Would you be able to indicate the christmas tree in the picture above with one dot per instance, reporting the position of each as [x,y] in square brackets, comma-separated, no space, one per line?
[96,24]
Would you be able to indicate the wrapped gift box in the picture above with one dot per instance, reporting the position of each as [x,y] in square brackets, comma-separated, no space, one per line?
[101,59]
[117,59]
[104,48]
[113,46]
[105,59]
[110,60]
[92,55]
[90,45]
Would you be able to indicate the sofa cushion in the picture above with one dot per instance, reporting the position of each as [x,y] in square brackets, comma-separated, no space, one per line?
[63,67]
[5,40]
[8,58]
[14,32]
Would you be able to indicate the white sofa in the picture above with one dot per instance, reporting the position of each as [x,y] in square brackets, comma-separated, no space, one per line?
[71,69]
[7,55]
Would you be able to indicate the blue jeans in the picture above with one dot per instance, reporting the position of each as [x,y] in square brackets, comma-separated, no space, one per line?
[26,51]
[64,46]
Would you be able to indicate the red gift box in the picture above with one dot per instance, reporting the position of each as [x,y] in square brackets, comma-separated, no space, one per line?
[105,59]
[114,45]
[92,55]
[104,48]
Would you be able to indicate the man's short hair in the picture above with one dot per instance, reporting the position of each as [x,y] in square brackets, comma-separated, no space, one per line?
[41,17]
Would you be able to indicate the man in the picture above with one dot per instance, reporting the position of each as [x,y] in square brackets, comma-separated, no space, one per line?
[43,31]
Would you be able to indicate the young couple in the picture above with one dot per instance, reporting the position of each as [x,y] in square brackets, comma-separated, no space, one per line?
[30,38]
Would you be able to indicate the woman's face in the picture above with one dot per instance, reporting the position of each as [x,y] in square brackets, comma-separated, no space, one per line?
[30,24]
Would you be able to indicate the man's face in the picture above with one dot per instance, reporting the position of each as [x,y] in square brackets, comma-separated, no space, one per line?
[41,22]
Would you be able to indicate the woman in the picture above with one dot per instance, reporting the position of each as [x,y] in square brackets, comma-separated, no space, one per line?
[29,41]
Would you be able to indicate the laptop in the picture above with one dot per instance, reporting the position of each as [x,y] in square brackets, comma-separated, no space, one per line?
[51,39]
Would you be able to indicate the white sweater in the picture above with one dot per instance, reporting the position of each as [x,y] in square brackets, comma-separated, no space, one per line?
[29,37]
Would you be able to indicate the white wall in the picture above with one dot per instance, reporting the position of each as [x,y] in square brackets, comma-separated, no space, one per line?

========

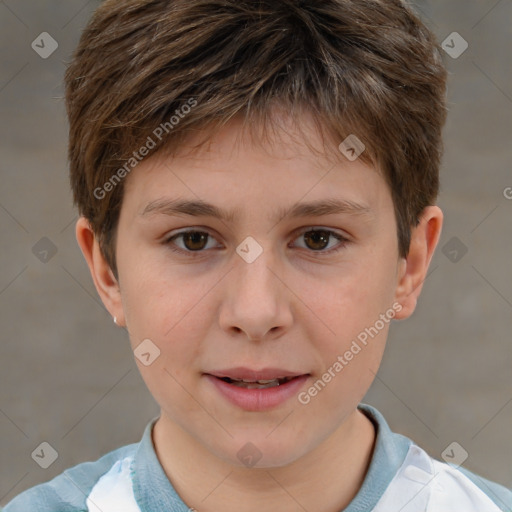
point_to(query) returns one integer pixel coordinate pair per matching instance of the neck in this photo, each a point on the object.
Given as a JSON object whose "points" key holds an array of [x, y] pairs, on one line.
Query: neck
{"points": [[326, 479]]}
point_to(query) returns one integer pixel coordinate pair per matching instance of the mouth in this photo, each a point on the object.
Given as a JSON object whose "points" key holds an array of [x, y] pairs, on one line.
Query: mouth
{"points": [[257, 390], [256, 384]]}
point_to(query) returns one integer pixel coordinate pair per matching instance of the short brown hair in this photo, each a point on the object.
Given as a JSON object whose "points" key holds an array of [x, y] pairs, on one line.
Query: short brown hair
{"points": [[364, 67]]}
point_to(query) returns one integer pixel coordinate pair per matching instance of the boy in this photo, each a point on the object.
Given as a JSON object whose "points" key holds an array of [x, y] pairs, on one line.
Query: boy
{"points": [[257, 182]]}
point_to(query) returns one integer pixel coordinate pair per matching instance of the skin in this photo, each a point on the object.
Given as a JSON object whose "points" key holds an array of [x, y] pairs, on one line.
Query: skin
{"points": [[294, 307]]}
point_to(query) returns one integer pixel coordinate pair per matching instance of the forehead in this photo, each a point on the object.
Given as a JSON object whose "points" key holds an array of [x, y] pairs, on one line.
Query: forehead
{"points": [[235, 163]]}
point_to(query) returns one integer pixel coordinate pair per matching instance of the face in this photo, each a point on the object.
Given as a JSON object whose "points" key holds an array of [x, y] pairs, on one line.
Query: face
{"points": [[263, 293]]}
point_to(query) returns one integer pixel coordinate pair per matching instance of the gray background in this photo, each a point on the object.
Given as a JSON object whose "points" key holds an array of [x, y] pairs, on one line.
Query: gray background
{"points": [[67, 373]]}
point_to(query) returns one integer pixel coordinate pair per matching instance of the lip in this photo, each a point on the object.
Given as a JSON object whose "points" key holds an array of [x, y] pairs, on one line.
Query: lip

========

## [TASK OBJECTIVE]
Find the word "integer" in the entries, then copy out every line that has it.

## [REPLY]
point_to(query) returns one integer pixel coordinate pair per matching instance of the neck in this photo, each a point on the object.
point_to(query) returns one integer pixel coordinate pair per matching instance of the mouth in this photo, each a point on the object.
point_to(query) returns one integer pixel coordinate pair per matching instance of the short brown hair in this photo, each a point on the object.
point_to(query) returns one integer pixel coordinate pair per matching instance of the boy in this photo, each a point on the object.
point_to(query) returns one integer pixel coordinate pair per matching instance of the skin in this photo, each a point on the object.
point_to(query) returns one integer pixel coordinate pair per matching instance of the forehead in this photo, each a point on the object.
point_to(query) returns one integer pixel coordinate pair per matching instance of the face in this photo, each a point on the object.
point_to(query) returns one integer pixel coordinate pair per matching instance of the gray background in this photo, each a point on the object.
point_to(query) returns one integer pixel coordinate pair per matching instance of the lip in this photo, each a point on the object.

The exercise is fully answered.